[EXERCISE GOAL] Pictures are to be left out; otherwise, copy exactly the lines from the line containing "Where can the woman with" through the end of the data.

[Begin]

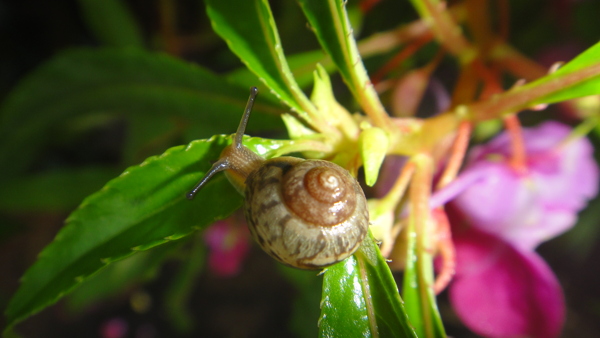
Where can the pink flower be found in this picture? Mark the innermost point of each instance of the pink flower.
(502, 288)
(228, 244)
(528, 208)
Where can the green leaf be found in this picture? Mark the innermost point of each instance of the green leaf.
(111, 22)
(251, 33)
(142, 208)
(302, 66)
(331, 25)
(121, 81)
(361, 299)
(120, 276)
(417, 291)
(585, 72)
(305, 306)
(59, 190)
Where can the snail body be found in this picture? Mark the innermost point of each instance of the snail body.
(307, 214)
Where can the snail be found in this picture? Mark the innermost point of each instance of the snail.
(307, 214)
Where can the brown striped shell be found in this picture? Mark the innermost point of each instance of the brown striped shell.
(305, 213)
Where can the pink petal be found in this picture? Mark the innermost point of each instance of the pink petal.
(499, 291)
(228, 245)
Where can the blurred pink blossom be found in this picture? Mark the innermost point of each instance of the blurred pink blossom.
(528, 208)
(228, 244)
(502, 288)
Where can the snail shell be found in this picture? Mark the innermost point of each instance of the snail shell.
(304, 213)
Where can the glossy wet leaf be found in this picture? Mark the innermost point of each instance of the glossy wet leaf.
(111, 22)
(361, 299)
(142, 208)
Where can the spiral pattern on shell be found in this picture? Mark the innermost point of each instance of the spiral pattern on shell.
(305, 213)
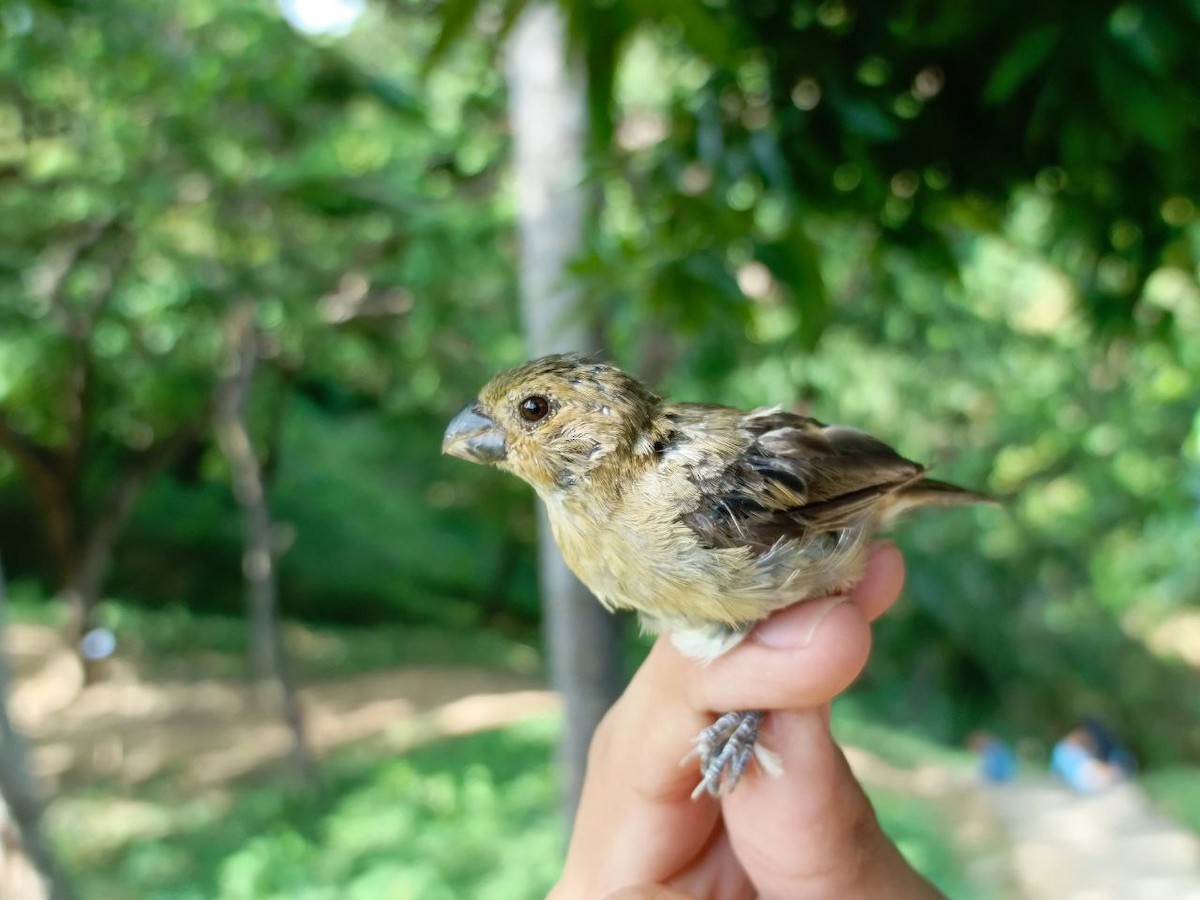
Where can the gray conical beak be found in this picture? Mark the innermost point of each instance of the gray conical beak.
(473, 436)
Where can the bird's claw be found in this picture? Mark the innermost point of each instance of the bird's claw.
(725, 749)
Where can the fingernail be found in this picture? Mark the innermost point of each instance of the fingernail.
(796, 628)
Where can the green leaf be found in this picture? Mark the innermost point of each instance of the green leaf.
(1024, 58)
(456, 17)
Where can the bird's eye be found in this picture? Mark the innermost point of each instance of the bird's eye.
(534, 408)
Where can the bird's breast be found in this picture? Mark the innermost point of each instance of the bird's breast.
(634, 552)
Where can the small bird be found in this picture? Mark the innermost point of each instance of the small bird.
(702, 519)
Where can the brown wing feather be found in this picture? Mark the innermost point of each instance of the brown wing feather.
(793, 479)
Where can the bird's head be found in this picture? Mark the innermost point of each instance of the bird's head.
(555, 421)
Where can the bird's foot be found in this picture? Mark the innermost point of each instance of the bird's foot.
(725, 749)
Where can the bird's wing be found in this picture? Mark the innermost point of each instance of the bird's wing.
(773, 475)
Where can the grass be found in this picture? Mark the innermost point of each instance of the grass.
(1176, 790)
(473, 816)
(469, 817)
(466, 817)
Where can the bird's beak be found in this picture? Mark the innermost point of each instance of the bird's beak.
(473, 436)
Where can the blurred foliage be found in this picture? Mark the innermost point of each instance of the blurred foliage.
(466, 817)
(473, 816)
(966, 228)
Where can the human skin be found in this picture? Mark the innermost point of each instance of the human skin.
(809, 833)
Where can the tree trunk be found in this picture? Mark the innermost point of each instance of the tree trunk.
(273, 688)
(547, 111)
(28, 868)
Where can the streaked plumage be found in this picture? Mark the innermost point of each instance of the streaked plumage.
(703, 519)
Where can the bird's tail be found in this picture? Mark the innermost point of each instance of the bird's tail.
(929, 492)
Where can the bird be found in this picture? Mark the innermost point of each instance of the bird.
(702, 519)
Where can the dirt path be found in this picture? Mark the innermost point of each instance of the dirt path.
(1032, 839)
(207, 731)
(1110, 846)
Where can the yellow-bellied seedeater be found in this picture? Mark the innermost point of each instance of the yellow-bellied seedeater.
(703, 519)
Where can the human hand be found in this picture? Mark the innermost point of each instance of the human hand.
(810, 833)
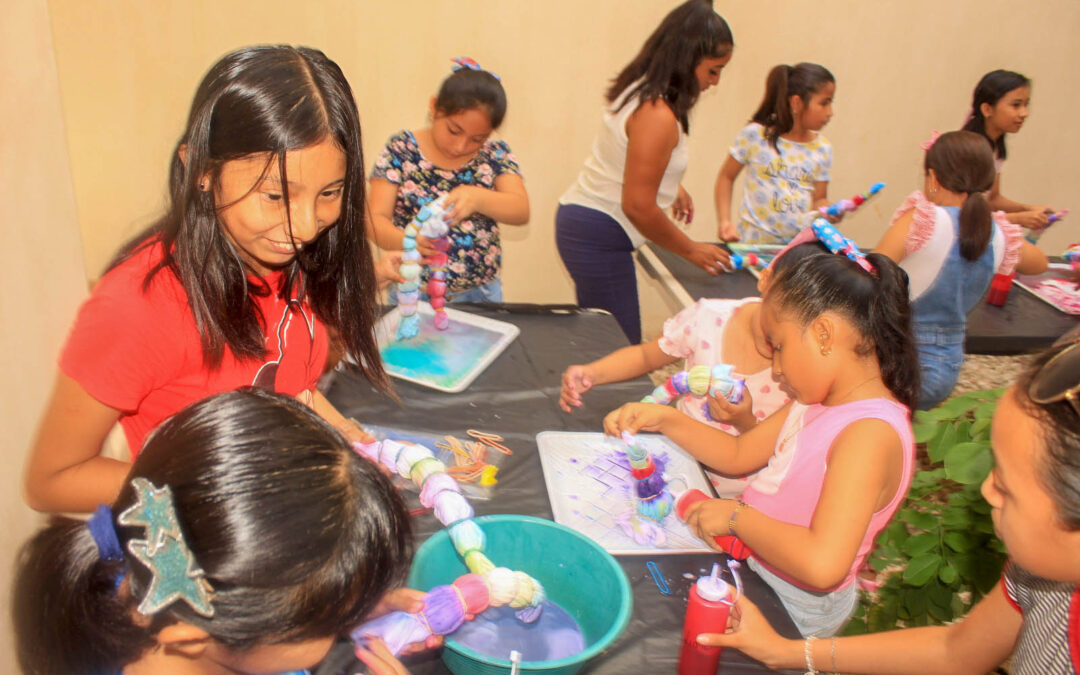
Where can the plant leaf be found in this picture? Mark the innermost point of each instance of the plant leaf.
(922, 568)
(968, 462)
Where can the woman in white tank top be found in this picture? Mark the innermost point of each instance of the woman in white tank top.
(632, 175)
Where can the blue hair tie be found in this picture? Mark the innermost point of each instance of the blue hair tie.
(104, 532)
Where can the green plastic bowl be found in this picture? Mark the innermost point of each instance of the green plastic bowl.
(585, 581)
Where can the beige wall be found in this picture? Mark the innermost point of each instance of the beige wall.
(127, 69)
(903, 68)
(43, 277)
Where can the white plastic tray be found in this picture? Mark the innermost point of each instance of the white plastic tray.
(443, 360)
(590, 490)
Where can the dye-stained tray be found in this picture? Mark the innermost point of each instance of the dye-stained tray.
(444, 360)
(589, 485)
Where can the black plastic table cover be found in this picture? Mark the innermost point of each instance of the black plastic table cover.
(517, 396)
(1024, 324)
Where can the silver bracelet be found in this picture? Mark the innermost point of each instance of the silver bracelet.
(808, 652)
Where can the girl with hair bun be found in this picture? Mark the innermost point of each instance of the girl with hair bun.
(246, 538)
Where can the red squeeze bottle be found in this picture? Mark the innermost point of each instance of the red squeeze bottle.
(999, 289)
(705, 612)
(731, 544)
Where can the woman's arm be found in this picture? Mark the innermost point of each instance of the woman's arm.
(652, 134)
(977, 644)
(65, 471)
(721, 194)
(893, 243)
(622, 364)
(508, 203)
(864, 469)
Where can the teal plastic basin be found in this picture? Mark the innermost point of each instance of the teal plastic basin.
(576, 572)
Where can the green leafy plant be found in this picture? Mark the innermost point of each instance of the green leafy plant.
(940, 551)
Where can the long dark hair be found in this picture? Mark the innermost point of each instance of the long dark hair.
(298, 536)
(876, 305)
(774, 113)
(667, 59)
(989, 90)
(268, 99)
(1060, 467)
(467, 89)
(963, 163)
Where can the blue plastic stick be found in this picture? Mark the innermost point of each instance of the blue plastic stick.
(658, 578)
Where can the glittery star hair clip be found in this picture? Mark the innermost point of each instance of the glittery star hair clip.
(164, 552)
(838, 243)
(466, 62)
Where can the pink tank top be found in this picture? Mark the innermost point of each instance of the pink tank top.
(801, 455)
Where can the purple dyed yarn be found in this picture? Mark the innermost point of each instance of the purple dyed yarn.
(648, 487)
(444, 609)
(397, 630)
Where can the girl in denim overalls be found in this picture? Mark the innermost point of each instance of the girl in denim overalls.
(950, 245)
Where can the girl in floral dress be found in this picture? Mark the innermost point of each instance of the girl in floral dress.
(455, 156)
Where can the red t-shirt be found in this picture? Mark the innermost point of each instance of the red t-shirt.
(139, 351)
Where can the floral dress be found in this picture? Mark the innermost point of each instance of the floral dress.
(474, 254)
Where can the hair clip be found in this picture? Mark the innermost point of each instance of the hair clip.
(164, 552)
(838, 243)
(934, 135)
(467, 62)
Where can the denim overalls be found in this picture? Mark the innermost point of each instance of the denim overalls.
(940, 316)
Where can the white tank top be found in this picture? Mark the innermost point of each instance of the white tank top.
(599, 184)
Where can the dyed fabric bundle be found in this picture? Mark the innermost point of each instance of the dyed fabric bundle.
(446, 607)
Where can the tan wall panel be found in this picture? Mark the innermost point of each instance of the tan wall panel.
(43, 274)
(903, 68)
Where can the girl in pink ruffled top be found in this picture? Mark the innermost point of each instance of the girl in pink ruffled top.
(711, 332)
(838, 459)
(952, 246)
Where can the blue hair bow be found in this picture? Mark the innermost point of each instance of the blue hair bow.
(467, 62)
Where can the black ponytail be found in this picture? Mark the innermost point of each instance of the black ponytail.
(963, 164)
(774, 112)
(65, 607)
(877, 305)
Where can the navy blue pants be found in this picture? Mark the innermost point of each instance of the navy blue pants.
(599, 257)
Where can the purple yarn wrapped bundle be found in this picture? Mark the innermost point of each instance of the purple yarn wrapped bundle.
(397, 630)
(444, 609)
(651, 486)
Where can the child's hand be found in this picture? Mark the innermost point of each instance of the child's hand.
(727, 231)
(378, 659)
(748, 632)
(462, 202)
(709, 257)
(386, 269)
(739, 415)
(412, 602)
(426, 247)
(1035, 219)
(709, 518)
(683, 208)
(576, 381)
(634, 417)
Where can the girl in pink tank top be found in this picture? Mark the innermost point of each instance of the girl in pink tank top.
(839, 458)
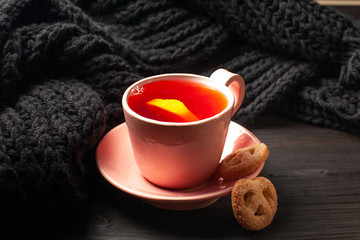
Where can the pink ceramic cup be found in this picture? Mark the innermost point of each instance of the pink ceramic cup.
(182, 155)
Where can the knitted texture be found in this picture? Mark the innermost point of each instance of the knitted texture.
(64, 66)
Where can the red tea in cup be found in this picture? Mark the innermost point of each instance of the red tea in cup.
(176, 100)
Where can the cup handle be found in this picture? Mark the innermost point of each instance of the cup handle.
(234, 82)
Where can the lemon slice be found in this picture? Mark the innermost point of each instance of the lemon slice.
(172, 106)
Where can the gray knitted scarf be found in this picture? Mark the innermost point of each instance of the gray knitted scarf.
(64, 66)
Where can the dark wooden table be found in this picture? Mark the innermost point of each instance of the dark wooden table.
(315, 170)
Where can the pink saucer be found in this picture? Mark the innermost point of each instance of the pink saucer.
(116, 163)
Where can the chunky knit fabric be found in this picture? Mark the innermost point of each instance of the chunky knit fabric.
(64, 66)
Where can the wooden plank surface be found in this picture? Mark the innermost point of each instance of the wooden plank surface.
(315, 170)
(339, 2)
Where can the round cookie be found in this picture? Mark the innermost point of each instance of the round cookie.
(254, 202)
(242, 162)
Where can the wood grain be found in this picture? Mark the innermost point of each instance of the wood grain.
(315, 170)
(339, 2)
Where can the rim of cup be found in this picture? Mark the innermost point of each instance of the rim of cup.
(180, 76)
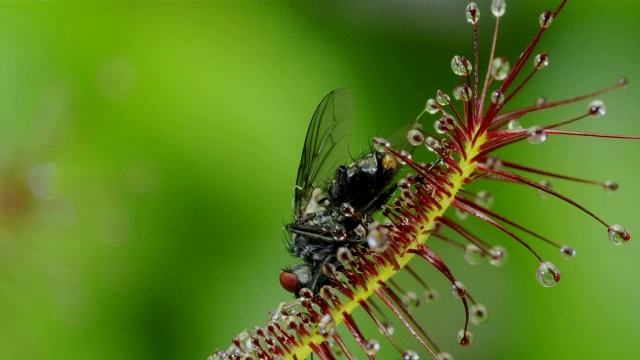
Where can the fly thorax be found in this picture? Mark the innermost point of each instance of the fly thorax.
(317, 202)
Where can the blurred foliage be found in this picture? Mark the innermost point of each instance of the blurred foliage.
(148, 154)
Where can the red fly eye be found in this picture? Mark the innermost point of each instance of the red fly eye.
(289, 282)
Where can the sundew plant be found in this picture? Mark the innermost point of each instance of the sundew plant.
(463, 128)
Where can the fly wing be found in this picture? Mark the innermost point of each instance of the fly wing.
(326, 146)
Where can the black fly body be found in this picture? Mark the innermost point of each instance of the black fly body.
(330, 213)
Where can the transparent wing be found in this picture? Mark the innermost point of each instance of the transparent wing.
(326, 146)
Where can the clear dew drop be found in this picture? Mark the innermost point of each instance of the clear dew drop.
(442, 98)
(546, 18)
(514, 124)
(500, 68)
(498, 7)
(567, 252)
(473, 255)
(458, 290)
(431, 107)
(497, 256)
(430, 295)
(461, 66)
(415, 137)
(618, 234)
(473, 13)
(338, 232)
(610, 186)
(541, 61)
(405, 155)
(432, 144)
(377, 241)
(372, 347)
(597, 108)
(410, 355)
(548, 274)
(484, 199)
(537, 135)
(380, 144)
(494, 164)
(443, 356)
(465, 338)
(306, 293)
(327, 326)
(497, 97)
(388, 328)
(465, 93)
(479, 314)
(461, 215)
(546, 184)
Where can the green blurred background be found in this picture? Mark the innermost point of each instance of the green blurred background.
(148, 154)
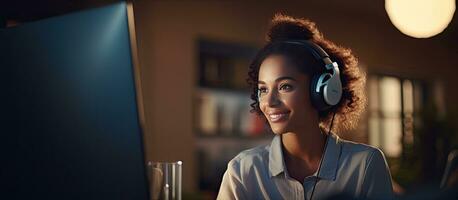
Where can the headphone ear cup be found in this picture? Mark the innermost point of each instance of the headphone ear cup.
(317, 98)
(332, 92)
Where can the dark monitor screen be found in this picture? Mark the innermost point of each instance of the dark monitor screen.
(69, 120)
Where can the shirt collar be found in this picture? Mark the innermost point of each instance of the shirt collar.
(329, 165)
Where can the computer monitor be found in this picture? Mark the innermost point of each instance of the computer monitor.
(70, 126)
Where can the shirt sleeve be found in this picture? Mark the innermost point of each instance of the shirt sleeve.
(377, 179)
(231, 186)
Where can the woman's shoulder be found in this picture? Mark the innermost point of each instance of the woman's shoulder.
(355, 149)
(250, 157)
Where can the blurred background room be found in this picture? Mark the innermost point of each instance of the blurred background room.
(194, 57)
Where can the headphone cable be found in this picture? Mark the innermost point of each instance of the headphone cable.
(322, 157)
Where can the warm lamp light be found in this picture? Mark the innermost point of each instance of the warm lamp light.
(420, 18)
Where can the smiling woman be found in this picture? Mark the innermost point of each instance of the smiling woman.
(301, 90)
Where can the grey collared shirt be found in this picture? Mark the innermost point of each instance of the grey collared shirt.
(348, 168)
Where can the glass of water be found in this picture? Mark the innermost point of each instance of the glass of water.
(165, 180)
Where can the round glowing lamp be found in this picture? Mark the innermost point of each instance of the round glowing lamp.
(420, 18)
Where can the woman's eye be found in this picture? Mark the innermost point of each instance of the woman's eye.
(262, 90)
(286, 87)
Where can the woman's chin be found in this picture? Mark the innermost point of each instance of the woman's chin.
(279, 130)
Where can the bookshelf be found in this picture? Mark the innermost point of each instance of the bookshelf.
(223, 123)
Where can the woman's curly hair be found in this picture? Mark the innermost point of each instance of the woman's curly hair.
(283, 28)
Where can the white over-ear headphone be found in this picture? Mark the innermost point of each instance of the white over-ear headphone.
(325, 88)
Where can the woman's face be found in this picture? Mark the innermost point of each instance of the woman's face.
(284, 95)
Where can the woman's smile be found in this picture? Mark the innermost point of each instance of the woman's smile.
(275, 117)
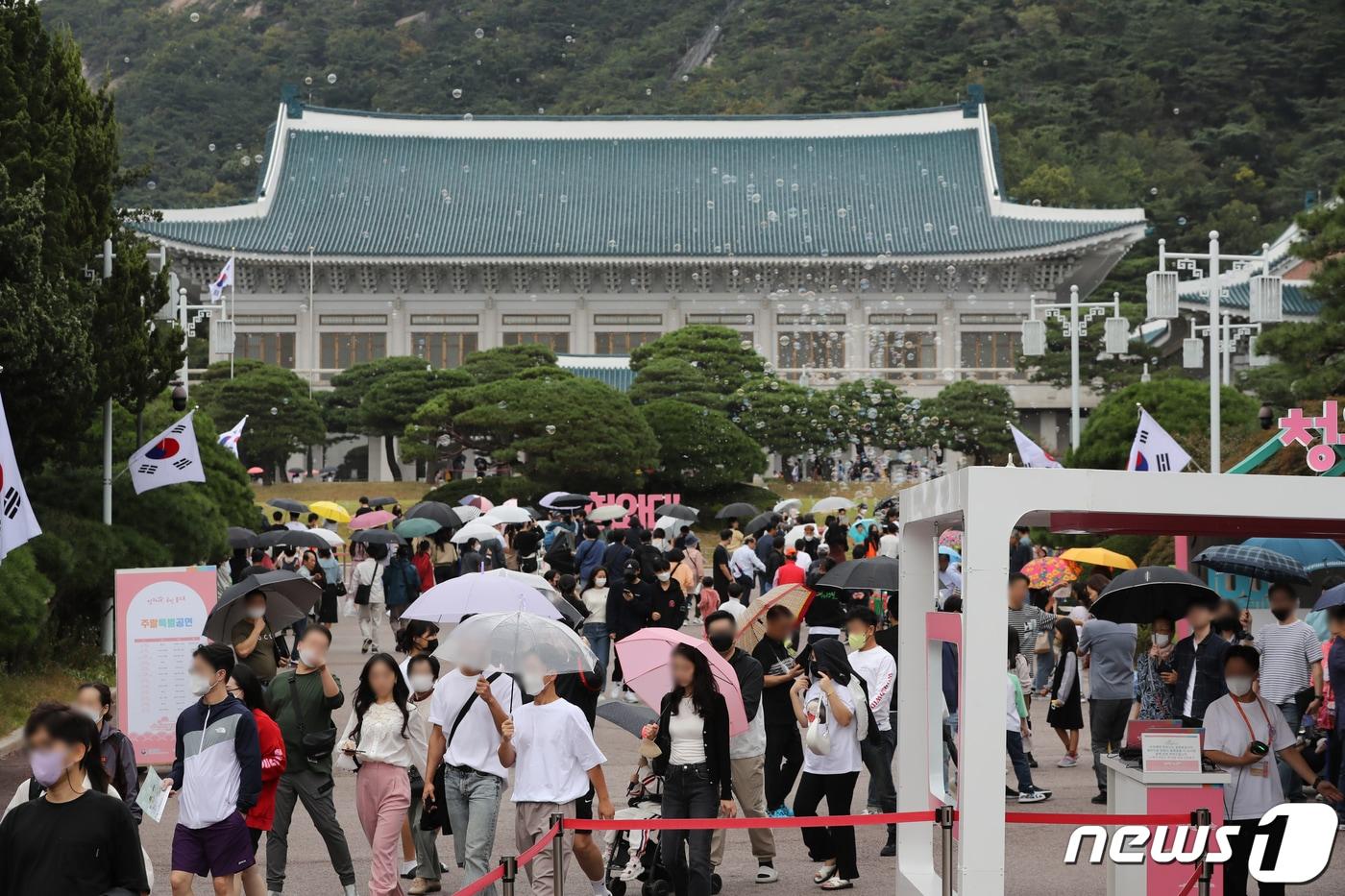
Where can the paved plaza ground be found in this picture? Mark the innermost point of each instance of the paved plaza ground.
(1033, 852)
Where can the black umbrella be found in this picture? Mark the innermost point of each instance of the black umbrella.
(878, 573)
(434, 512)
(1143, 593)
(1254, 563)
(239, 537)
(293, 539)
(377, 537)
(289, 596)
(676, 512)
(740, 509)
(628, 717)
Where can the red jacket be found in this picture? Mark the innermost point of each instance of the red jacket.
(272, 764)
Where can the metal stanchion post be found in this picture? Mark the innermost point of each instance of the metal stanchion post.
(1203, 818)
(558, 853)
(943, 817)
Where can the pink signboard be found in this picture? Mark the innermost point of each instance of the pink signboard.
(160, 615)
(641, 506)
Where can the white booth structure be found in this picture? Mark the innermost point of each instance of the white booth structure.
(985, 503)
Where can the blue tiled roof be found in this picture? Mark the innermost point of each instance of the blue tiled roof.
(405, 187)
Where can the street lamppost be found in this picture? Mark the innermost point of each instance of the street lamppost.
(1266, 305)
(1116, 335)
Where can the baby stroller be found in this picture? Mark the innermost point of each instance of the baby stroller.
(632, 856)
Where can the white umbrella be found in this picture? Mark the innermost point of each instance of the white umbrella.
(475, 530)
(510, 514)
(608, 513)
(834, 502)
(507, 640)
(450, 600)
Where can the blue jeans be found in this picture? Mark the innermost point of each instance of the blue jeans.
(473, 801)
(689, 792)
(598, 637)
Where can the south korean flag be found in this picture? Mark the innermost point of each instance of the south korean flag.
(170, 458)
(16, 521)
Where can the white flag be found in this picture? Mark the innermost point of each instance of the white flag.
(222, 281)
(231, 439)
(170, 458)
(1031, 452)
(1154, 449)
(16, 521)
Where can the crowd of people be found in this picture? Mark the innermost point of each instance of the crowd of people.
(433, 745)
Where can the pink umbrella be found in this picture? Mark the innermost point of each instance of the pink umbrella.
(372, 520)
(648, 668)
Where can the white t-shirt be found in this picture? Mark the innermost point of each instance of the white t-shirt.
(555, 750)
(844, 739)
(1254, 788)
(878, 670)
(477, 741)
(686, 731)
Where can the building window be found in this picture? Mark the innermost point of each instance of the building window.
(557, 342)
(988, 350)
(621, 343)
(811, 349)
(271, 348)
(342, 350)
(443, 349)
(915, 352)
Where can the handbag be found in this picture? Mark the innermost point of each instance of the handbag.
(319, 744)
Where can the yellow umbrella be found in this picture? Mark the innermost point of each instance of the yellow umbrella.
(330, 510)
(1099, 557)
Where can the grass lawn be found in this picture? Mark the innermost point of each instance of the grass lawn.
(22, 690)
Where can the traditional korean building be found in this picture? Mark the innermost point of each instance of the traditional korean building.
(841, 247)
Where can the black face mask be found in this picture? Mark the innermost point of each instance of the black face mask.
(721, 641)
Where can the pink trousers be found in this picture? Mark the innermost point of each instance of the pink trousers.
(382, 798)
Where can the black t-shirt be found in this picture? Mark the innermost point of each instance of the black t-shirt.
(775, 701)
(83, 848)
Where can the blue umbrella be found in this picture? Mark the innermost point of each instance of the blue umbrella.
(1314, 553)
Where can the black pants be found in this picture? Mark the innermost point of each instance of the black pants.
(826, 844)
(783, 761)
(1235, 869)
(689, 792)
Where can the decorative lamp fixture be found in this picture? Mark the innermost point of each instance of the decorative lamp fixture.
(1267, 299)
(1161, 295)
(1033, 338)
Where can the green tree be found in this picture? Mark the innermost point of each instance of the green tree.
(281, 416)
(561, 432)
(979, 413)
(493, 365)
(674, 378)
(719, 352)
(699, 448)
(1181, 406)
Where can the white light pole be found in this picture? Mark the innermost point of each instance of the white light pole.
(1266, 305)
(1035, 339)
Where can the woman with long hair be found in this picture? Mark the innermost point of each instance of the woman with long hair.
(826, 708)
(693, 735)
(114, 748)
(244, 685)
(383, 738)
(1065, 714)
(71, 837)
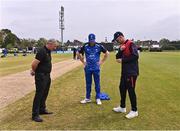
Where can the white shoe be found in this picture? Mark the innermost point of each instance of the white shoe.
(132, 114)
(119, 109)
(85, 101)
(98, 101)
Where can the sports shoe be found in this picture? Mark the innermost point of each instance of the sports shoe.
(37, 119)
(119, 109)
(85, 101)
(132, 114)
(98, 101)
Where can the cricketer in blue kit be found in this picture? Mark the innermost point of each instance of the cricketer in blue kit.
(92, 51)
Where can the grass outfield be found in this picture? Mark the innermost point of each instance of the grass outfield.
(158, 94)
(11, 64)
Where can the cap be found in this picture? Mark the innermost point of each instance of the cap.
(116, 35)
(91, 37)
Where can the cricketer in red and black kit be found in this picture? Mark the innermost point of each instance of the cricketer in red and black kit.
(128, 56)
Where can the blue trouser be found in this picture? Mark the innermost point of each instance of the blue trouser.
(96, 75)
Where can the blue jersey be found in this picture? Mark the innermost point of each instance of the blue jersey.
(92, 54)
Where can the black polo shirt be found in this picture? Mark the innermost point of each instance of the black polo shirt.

[End]

[RIGHT ANSWER]
Where can the woman with long hair be found in this picture? Mark the innermost point of each instance of the woman with long hair.
(826, 708)
(693, 735)
(114, 748)
(244, 685)
(383, 738)
(1065, 714)
(71, 837)
Where can the white shoe be found in this picture? Mark the innermost point of each instance of the white shoe.
(132, 114)
(119, 109)
(85, 101)
(98, 101)
Where can the sports shoe be found in this picture? Mark the innermost point of each instance of the sports shoe.
(37, 119)
(119, 109)
(85, 101)
(132, 114)
(98, 101)
Where can the cricketer in blue kit be found in this picture? Mark the innermost point of each instance of the cricketer in blue kit.
(92, 51)
Where can the grass outfield be found in this picture? Mark the innermost point of each instance of the grass outfield.
(158, 94)
(11, 64)
Where can the cap be found in this picture? Mark the innermost point of each instance of the cap.
(116, 35)
(91, 37)
Where can the cricketer in red and black kit be found in this picture? Mark the innermost point of each instance of the cricketer in red and black kit.
(128, 56)
Where can the blue trouser be found in this picture? Mark the innermost point of each instance of the blue trouser.
(96, 75)
Where can the blue jersey be found in this picture? Mark the innermost point of each instance of the blue jersey.
(92, 54)
Where can the black polo shirt be found in this picture? Mark the innermost point of each instance of the black polo shirt.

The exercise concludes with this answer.